Stored data

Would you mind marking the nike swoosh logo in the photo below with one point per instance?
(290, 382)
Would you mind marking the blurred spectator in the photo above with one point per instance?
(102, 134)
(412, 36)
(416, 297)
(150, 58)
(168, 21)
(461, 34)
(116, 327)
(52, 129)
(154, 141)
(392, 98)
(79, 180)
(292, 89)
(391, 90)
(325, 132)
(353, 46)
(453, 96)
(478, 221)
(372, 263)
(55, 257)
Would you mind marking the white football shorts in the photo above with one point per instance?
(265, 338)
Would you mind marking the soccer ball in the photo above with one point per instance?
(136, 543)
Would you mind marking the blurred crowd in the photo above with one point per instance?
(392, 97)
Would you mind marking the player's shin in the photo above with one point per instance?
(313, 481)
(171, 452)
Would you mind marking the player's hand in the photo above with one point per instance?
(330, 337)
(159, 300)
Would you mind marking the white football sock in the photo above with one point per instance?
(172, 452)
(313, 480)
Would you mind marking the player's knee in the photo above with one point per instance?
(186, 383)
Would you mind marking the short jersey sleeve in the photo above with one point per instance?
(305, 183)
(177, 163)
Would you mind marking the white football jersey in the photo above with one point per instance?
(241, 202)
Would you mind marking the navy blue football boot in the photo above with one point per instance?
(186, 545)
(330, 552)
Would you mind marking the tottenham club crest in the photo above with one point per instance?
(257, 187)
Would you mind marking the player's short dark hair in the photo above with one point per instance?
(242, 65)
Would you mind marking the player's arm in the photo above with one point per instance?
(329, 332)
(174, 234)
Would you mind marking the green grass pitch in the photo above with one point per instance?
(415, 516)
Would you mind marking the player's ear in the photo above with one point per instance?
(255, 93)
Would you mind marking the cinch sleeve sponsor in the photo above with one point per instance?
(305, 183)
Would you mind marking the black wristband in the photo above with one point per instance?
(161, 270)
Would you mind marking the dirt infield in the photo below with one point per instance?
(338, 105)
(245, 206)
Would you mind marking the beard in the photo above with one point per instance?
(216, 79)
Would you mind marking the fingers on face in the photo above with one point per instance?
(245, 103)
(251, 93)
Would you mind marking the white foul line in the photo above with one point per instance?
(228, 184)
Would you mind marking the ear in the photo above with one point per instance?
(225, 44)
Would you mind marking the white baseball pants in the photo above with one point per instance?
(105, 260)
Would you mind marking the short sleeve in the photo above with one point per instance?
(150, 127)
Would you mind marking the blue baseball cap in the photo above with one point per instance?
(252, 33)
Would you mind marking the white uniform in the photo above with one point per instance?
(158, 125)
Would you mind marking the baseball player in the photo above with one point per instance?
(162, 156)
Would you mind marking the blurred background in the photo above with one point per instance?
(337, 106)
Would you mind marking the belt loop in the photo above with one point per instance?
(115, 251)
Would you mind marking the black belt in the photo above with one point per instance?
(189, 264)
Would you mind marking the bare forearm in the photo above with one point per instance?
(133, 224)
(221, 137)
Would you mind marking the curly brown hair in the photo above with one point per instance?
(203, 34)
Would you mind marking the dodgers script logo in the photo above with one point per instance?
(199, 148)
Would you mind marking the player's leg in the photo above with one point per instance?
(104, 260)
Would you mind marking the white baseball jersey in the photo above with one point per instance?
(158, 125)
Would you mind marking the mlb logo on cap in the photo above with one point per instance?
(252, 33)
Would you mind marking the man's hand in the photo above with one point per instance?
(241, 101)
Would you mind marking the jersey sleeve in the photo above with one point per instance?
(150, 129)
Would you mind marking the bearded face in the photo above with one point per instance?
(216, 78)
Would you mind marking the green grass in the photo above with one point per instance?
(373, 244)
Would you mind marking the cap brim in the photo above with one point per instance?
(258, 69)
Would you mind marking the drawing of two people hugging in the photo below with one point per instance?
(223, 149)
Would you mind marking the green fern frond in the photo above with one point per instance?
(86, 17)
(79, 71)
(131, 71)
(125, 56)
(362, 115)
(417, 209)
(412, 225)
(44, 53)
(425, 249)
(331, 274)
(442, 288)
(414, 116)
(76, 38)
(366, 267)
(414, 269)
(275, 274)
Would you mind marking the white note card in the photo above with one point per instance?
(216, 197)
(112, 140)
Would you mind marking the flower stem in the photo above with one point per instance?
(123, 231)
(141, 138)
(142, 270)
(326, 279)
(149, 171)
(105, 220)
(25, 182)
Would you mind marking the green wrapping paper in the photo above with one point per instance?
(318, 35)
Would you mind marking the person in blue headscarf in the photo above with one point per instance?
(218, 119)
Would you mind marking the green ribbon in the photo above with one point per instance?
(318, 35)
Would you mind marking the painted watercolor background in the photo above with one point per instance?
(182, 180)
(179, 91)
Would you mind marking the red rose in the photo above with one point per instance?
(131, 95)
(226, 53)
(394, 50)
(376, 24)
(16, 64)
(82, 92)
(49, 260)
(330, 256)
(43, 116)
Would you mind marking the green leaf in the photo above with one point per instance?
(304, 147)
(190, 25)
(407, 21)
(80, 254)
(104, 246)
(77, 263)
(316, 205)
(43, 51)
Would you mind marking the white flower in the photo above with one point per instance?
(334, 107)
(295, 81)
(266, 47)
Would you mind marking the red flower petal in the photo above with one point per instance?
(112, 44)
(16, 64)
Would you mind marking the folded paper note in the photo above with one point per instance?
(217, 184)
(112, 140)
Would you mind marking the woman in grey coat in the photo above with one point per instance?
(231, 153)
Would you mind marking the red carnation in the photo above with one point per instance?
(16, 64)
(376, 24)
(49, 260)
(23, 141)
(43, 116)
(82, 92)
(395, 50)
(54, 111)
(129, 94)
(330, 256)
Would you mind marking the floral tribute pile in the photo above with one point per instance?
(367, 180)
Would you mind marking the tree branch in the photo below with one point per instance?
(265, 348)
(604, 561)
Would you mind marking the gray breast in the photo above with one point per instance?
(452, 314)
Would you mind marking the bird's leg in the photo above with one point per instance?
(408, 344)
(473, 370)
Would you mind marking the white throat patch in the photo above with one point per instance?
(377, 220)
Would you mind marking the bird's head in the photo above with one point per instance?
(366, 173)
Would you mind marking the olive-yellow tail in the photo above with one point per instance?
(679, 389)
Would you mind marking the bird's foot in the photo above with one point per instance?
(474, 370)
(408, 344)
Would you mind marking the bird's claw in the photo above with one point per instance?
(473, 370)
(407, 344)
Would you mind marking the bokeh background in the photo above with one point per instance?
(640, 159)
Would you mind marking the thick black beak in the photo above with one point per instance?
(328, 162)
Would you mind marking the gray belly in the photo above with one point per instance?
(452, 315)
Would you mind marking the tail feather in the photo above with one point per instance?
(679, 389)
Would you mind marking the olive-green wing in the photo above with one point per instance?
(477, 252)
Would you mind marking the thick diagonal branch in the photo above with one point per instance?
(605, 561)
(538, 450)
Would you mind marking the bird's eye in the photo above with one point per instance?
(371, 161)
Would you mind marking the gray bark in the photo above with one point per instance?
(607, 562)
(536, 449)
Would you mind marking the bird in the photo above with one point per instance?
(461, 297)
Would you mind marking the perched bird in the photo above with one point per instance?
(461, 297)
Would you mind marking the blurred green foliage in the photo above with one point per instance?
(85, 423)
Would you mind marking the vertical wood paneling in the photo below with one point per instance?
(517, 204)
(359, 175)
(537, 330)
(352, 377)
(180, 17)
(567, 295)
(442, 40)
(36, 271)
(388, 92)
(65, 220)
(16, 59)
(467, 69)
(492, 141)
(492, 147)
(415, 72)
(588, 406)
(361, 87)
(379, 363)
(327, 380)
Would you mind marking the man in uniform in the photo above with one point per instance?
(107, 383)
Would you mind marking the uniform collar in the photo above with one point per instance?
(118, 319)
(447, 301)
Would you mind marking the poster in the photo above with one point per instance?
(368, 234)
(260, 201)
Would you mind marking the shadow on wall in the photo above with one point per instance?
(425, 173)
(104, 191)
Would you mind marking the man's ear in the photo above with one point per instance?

REQUIRED WORK: Find the line that contains "Would you mind marking the bird in" in the listing above. Retype it and every line after it up to the last, exactly, and nothing else.

CORRECT OUTPUT:
Would you mind marking the bird in the photo above with one point per instance?
(461, 297)
Would you mind marking the perched bird in the photo above with one point per instance?
(461, 297)
Would you mind marking the blurred green foliage in the photo above with one point per instance?
(85, 423)
Would you mind marking the vertical wood paneling in the photo below with one point per instance?
(517, 204)
(359, 175)
(537, 330)
(352, 377)
(180, 17)
(567, 295)
(442, 40)
(36, 271)
(388, 92)
(65, 220)
(16, 59)
(467, 69)
(492, 141)
(492, 147)
(415, 72)
(588, 406)
(361, 87)
(379, 363)
(327, 380)
Would you mind marking the man in uniform in the photo above with one point per instance?
(107, 383)
Would you mind marking the uniform collar in the photo above with one point per instance?
(118, 319)
(447, 301)
Would you mind marking the poster in the photo above with one point per instance?
(368, 234)
(260, 201)
Would you mind marking the shadow on wall in the photo above with one point per instance?
(425, 173)
(104, 191)
Would you mind marking the man's ear in the photo above with one point per instance?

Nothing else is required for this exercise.